• **EXTRAHIERTER TEXT**
=====

Unterwegs mit Besuchern aus der ganzen Welt, die wissen möchten, wie Deutschland sein Energiesystem umstellt. In einem kleinen Ort nahe Greifswald erfahren die Gäste, wie viel Kraft der Wandel kostet – und warum er trotzdem nötig ist.

24.06.2016
© Helen Sibum - International Energy Transition

Vergangenheit und Zukunft deutscher Energiepolitik liegen an diesem Morgen ganz nah beieinander. Vorbei an unzähligen Windrädern in den grünen Weiten der Uckermark geht es zu einem stillgelegten Atomkraftwerk nahe Greifswald. Gerade taucht vor den Fenstern des Reisebusses wieder ein besonders ausgedehnter Windpark auf. Paul Allen Young, der eben noch vom Energiesystem in seiner Heimat Neuseeland erzählt hat, entschuldigt sich und greift zum Fotoapparat: „Sorry, aber das ist jetzt echt beeindruckend.“ Zwar setzt auch Neuseeland auf Erneuerbare Energien, sie machen dort rund 80 Prozent des Strommix‘ aus. Der Großteil davon speist sich jedoch aus Wasserkraft. Beim Ausbau anderer erneuerbarer Quellen fehle es an Entschiedenheit, findet Young.

Deshalb ist der Gründer der Nichtregierungsorganisation „Generation Zero“, die sich für die Reduzierung der CO2-Emissionen stark macht, nun in Deutschland. Er möchte wissen, mit welchen politischen Instrumenten die Energiewende hier vorangetrieben wird. Gemeinsam mit 16 weiteren Journalisten, Wissenschaftlern und Vertretern von NGOs informiert er sich im Rahmen des Besucherprogramms der Bundesrepublik Deutschland an verschiedenen Orten über die Energiewende. Anlass der einwöchigen Themenreise, die das Ecologic Institut organisiert hat, ist die Atomkatastrophe von Tschernobyl vor 30 Jahren. Viele Teilnehmer der Reise kommen aus Entwicklungs- und Schwellenländern, die derzeit einen deutlich steigenden Energiebedarf decken müssen.

=====

• **AUFGABE**
Welchen Anlass nennt der Text über die Energiewende-Reise für die einwöchige Themenreise?

=====

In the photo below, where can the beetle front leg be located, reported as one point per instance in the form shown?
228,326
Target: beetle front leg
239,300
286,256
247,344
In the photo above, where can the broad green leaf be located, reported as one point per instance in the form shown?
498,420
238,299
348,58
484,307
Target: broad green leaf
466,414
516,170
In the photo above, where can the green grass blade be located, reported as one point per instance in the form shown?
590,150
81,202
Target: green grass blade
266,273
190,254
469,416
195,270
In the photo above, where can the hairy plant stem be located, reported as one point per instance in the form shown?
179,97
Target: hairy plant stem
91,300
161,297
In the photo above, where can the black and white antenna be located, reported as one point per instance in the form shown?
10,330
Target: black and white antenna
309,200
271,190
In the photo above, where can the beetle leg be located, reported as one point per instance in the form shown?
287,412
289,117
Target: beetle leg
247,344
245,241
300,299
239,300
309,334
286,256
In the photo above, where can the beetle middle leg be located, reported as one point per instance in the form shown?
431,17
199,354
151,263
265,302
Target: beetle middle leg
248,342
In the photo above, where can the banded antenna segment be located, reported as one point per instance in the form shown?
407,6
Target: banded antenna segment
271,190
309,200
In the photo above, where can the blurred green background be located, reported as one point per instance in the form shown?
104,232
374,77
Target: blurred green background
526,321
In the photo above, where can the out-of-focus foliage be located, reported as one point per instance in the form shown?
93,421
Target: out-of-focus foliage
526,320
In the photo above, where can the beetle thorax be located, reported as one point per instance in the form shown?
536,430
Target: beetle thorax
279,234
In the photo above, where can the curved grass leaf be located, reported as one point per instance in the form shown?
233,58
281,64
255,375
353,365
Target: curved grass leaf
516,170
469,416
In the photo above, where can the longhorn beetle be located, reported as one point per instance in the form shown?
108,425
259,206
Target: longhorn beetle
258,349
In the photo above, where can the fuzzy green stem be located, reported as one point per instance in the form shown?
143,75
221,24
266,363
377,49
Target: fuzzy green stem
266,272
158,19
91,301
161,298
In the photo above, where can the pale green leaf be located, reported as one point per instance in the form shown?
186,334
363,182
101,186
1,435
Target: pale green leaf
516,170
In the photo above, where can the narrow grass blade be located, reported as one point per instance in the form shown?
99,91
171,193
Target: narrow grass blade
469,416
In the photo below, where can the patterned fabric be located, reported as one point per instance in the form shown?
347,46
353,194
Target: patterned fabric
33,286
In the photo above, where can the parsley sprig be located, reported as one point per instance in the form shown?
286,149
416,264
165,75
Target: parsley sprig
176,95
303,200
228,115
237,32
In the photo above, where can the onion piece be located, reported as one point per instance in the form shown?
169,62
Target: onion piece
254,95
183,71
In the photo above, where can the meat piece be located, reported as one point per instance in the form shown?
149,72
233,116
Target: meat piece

=====

• **ERWARTETE ANTWORT**
Anlass ist die Atomkatastrophe von Tschernobyl vor 30 Jahren.